# [WORK REQUEST]
Output, exactly and in full, the entries that appear below.

[Point-per-instance localization data]
==========
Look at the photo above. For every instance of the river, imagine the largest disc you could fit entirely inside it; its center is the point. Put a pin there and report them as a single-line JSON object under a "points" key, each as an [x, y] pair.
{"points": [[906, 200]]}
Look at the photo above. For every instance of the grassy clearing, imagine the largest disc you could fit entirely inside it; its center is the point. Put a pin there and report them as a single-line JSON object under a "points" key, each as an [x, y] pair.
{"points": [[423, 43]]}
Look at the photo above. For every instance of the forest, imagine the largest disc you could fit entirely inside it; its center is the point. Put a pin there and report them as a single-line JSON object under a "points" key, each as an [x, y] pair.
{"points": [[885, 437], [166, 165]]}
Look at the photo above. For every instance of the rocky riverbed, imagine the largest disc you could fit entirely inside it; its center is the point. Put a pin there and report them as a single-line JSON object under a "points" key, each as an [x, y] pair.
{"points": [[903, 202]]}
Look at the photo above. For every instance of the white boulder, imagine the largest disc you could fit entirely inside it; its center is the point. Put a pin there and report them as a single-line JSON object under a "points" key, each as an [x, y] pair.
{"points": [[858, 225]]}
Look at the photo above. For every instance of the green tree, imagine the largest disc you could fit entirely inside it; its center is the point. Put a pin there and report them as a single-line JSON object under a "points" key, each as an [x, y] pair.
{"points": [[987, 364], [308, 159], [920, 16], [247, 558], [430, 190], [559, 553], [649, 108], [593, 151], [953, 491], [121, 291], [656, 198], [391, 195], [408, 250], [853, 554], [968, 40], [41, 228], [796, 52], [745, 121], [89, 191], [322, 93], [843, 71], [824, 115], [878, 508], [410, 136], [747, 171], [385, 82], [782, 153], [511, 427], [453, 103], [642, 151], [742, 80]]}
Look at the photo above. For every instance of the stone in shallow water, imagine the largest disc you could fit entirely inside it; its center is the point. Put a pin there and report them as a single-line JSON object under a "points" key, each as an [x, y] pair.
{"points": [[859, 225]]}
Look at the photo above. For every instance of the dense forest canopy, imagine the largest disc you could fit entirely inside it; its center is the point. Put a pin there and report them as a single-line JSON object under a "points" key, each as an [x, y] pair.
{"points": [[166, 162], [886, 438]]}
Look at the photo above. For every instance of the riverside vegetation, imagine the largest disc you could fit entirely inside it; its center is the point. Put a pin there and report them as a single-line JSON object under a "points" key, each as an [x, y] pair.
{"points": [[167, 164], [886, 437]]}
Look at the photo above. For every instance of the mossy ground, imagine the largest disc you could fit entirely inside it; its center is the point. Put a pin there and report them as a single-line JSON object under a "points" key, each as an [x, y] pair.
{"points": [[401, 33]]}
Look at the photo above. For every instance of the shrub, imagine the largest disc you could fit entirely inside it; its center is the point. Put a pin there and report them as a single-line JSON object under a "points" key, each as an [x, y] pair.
==========
# [SOLUTION FOR THIS TASK]
Look at the photo above. For every instance of the river, imagine the largest disc you could fit entirely inside it; its center is the point. Put a pin there and report them as a single-line JSON object under a "points" key, each as an [x, y] pair.
{"points": [[906, 200]]}
Look at the photo above. For every instance of the grassy clearing, imagine the largest disc you could fit entirely inside it; its center is the point. Put a pin there and report them as a single-line JSON object under a "points" key, each as an [x, y] pair.
{"points": [[423, 43]]}
Look at the photo above. For every instance of the forest, imagine the largest disc you could fit entirely inside it; its center is the point. Put a pin there and report them as a single-line JSON object under a "points" key, each as an [x, y] pair.
{"points": [[885, 437], [166, 165]]}
Look at the photo above. For every instance of the rocky riverbed, imagine the largest disc you could fit entirely inside it; its center is the point. Put a pin there and report them as a single-line JSON object under a "points" key, each as an [x, y] pair.
{"points": [[903, 202]]}
Look at the photo above. For every instance of the white boulder, imagine the largest disc you could fit entirely inside it; its center is the point. Put a pin there and report them as a single-line JSON object under a "points" key, each as an [x, y] pair.
{"points": [[858, 225]]}
Look at the photo above. For every instance of the green tree, imagine the largest disc you could fit entirely inside it; its center is the point. Put a pin there and report them as a single-line JSON object under a "points" key, each as an [x, y] pair.
{"points": [[987, 364], [308, 159], [920, 16], [247, 558], [430, 190], [559, 553], [649, 108], [593, 151], [953, 491], [121, 291], [656, 198], [391, 195], [408, 250], [853, 554], [968, 40], [41, 228], [796, 52], [745, 121], [89, 191], [322, 93], [843, 71], [824, 115], [878, 508], [410, 136], [747, 171], [385, 82], [782, 153], [511, 427], [453, 103], [642, 151], [742, 80]]}
Look at the photo above. For every instance of the stone in shallow water, imagine the largest disc you could fit entirely inside it; its center is the point. Put a pin there and report them as a single-line JSON object under a "points" key, each as an [x, y] pair.
{"points": [[859, 225]]}
Look at the photo above. For every instance of the dense forest canopy, imagine the largest disc you could fit entirely inside it; its center is the point. Put a pin there and report them as a single-line JSON object under a "points" key, each as an [x, y] pair.
{"points": [[166, 162], [886, 438]]}
Look at the photo above. For every instance of the riverside vegetation, imagine the largest disc you could fit entirely inside it; its center is the point. Put a pin there and report them as a single-line JSON object under a "points" key, each as an [x, y] pair.
{"points": [[167, 164], [886, 437]]}
Look at the photo above. For every instance of the mossy ground, imagine the largest disc you could fit entirely inside it; its center is the point. Put a pin there and report them as a single-line JSON object under a "points" key, each as an [x, y] pair.
{"points": [[401, 33]]}
Look at the photo above. For every instance of the shrub, imagine the largest disc you could fit entirely inside it; its center is the point. Put a pin there and report them as a single-line JSON object under a "points" key, each as an [x, y] pair.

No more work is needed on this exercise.